> _EXERCISE AIM_
Starting at the line that contains "One point belongs on each instance of the black pants.", transcribe each line exactly through the last line of the data. Include nothing else.

> _MATERIAL PROVIDED_
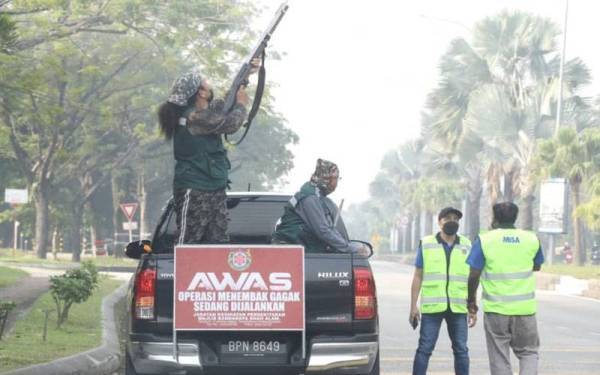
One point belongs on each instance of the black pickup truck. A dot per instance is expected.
(342, 335)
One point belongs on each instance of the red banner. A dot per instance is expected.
(238, 287)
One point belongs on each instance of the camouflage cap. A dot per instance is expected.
(324, 171)
(184, 88)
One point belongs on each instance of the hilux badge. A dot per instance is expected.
(239, 260)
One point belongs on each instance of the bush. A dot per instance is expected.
(74, 286)
(5, 308)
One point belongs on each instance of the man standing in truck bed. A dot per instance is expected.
(309, 217)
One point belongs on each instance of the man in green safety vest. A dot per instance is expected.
(441, 276)
(505, 259)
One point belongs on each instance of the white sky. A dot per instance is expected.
(356, 73)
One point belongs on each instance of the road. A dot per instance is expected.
(569, 330)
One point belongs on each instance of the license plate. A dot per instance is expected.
(255, 352)
(253, 347)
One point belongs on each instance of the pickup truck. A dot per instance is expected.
(341, 319)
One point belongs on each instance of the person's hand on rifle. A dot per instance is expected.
(256, 62)
(204, 96)
(242, 96)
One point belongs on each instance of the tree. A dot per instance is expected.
(77, 60)
(573, 155)
(496, 98)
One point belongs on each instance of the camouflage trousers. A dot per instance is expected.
(202, 216)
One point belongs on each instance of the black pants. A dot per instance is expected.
(202, 216)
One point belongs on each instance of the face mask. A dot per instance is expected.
(450, 228)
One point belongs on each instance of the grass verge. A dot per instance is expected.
(28, 257)
(10, 276)
(81, 332)
(580, 272)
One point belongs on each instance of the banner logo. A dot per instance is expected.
(239, 260)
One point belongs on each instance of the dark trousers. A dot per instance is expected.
(202, 216)
(430, 330)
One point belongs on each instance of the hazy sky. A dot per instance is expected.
(356, 73)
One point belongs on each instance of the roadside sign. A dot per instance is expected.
(128, 209)
(130, 225)
(553, 206)
(16, 196)
(238, 287)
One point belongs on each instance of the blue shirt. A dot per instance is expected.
(477, 260)
(447, 249)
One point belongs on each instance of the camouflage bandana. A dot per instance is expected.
(324, 171)
(184, 88)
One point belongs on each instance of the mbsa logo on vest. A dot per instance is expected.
(510, 239)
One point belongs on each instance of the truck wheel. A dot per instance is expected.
(375, 370)
(129, 369)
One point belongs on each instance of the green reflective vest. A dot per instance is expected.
(507, 276)
(444, 283)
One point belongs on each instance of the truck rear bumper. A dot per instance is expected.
(343, 358)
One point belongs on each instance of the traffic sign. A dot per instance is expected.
(128, 209)
(130, 225)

> _RESPONSE TO THIS TASK_
One point belongs on each instance of the black pants. A dot per instance is expected.
(202, 216)
One point belongs on each instance of the face mask. A dot per instance is expected.
(450, 228)
One point belongs on each instance of the grass verge. A dot per instance is expected.
(28, 257)
(10, 276)
(81, 332)
(580, 272)
One point belongs on each instance of the banner logo. A dot per instance is expected.
(239, 260)
One point belongs on each instance of the dark trousers. A dot per instance is expected.
(202, 216)
(430, 330)
One point belongs on each instance of the hazy sky. A dot per instance is expected.
(356, 73)
One point belongs on each instance of the roadside sign. A dot per instance is expected.
(128, 209)
(130, 225)
(553, 206)
(16, 196)
(238, 287)
One point belongs on each instance of the blue shirt. A dot per instance is expected.
(477, 260)
(447, 249)
One point belongs on each instance of the camouflage bandana. A dot per instance is expected.
(324, 171)
(184, 88)
One point belongs on each instance of the mbsa logo on vest. A dot per instance is expected.
(510, 239)
One point belongs on each instance of the truck wheel. A dot per instance is expected.
(375, 370)
(129, 369)
One point belongs on each instance of the green reflective vest. A dot per instance is expected.
(507, 276)
(444, 283)
One point belongs on each instance of the truck rear bumper. A dot per instance is expected.
(343, 358)
One point belongs on each instance of the traffic sign. A dot per instance is expected.
(128, 209)
(130, 225)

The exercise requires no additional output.